>> Begin Text segment

A brief history of the Eiffel Tower Light Show
Known by many as the Eiffel Tower light show, the Dame de Fer glitters every night at various points, apart from under the most exceptional of circumstances.
The current light show each evening was created by Pierre Bideau, a French engineer who created the system in 1985, though it may well surprise you to learn that the idea for lighting up the tower came as early as 1889.
In its current iteration; the Tower’s show has been created from placing orange yellow sodium lamps onto 336 large projectors. This means that the tower can quite literally be lit from within.
It also means that the Eiffel Tower can be seen, even during night in Paris, from the furthest away of vantage points, including that of Montmartre.
The ‘sparkle’ aspect of the Eiffel Tower light show wasn’t introduced until 1999, when the system was installed just in time to ring in the new Millennium.
Each side of the Eiffel Tower has five thousand bulbs on it to create the sparkle effect, meaning that the tower has 20,000 in total.
In a bid to conserve more energy, the City of Paris actually installed low-energy using bulb in recent years to reduce the carbon-footprint used by the light show.
Though the Light Show occurs every night, certain occasions mean that the Eiffel Tower is lit up in various ways to commemorate certain dates and events.

>> End Text segment
>> Begin Stored records

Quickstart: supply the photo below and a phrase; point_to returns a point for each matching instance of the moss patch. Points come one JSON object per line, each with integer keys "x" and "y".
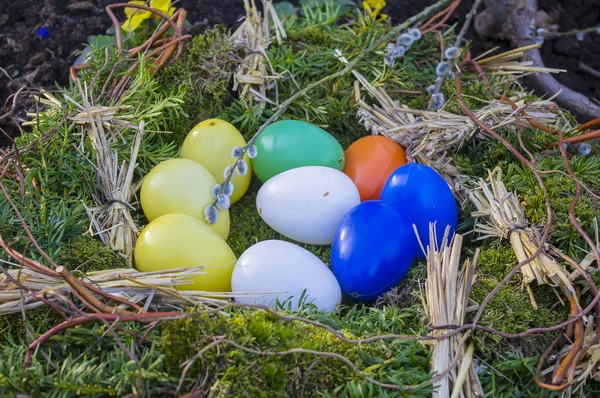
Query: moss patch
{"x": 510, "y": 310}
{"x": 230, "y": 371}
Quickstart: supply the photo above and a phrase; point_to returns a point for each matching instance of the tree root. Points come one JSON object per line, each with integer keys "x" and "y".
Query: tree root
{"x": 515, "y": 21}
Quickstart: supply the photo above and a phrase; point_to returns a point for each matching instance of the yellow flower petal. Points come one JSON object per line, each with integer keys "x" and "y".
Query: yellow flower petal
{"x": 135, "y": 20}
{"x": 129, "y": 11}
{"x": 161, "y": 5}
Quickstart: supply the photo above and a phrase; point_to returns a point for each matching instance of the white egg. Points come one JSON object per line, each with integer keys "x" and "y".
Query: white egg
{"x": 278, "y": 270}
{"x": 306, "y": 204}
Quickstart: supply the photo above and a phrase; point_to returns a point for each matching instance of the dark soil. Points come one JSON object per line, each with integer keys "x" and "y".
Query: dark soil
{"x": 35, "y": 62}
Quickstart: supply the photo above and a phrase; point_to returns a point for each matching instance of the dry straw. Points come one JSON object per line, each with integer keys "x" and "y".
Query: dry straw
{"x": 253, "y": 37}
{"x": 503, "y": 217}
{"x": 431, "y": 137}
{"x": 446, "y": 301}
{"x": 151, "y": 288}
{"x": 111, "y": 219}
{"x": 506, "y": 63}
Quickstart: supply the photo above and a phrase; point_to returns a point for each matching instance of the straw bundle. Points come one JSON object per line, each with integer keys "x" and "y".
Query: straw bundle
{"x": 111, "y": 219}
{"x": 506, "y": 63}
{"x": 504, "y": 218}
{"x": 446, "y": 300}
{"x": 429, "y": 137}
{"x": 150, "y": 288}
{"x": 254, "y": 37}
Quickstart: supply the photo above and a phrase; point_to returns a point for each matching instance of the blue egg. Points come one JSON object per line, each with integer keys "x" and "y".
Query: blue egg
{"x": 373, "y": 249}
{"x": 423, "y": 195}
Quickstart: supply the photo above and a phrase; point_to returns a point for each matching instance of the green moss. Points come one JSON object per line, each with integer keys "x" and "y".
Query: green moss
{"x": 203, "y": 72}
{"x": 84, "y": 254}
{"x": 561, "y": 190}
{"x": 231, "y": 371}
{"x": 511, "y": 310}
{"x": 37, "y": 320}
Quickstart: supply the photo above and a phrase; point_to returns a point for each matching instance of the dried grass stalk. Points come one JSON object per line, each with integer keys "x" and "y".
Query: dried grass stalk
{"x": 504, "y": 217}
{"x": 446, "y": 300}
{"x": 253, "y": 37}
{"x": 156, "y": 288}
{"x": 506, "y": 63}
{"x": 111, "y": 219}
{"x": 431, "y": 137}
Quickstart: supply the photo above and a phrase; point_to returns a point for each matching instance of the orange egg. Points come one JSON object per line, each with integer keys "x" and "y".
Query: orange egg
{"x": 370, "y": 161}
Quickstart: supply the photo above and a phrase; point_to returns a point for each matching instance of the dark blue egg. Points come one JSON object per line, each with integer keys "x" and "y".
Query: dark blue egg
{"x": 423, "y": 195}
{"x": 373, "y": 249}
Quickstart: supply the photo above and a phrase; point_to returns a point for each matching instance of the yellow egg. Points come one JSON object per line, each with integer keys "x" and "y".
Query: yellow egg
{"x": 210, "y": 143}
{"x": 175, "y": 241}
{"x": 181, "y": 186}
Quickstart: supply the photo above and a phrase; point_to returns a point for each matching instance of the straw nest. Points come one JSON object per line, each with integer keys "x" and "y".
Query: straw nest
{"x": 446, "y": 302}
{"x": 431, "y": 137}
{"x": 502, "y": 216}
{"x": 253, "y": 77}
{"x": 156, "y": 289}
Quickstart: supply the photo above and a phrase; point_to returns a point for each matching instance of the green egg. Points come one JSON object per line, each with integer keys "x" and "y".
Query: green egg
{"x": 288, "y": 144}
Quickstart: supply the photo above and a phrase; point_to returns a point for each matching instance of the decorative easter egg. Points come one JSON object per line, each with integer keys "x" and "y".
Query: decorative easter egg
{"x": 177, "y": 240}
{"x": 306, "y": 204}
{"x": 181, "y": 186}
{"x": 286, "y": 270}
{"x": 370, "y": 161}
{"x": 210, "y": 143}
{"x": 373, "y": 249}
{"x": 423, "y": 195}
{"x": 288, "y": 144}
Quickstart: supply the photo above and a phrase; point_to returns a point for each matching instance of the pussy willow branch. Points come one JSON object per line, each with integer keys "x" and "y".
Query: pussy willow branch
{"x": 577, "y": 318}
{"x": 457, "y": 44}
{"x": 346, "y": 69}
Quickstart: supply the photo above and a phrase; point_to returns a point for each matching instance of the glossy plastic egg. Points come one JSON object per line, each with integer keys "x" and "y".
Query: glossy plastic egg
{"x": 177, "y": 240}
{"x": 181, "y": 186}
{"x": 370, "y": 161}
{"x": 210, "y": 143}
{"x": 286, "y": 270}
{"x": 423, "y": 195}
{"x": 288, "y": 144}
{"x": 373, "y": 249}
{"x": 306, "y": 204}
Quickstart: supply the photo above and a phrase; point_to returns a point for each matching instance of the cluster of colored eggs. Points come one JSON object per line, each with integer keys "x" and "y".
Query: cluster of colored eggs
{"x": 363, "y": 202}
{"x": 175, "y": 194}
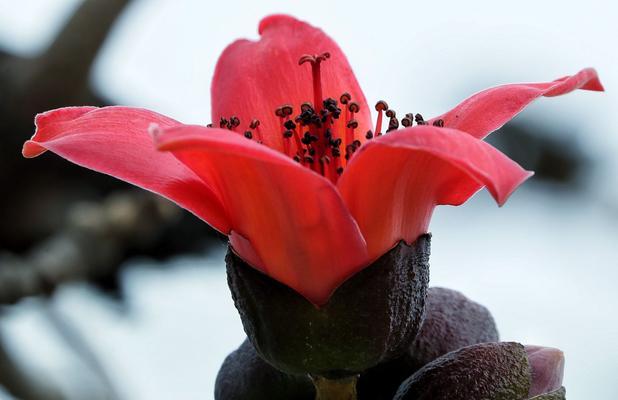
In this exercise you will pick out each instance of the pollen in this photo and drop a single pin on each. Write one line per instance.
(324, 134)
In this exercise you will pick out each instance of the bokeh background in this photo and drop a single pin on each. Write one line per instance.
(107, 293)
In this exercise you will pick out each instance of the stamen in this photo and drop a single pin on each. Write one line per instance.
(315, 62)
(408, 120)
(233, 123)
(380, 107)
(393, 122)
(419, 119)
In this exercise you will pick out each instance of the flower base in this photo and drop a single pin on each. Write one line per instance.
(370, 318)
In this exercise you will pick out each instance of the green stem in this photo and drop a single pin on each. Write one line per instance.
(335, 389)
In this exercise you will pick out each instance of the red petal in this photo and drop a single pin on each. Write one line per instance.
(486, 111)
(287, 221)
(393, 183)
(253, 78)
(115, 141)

>> End Stored records

» **Short problem A**
In the light show history, substitute "lighting engineer" for "French engineer" and write out everything from "The current light" down to "early as 1889.".
» **Short problem B**
Translate this sentence from the light show history into Spanish: "Each side of the Eiffel Tower has five thousand bulbs on it to create the sparkle effect, meaning that the tower has 20,000 in total."
» **Short problem C**
According to the light show history, in what year was the sparkle aspect introduced?
The records have no connection to the light show history.

» **Complete response A**
The current light show each evening was created by Pierre Bideau, a lighting engineer who created the system in 1985, though it may well surprise you to learn that the idea for lighting up the tower came as early as 1889.

» **Complete response B**
Cada lado de la Torre Eiffel tiene cinco mil bombillas para crear el efecto de destello, lo que significa que la torre tiene 20.000 en total.

» **Complete response C**
1999